*WHAT NEEDS TO BE DONE*
Count how many lines of the data below contain the string "filter", matching case exactly. Give only the number.

┌──

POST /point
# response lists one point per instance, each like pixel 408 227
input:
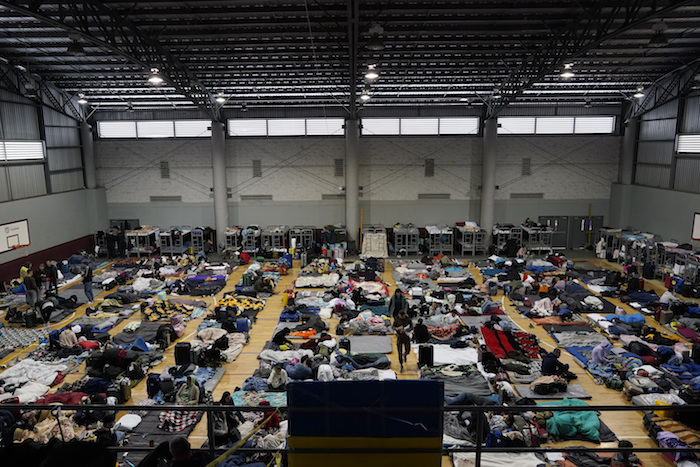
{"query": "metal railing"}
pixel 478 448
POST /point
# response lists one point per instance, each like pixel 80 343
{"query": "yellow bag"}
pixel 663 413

└──
┌──

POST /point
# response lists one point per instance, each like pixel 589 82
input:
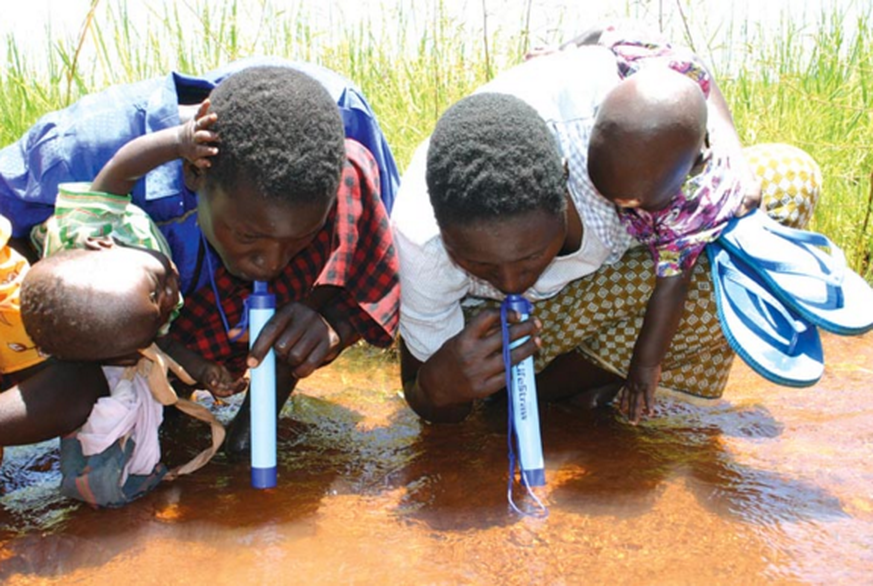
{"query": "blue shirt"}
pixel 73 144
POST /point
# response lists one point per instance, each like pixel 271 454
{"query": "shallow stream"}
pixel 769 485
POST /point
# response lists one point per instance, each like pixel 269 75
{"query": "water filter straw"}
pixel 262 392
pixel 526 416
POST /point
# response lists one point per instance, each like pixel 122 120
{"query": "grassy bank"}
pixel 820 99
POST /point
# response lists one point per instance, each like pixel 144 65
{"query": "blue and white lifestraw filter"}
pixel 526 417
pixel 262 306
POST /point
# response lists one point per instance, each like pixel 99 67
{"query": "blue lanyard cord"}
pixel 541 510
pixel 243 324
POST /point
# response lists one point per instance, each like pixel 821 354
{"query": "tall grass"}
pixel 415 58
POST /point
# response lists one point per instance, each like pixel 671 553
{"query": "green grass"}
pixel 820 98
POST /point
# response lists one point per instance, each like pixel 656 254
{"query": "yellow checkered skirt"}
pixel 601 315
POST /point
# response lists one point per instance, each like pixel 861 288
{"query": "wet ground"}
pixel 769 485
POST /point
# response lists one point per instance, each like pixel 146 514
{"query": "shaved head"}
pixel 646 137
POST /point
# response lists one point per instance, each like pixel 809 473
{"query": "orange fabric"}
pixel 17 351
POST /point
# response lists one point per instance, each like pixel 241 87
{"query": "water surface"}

└──

*REPLY TO THE TASK*
2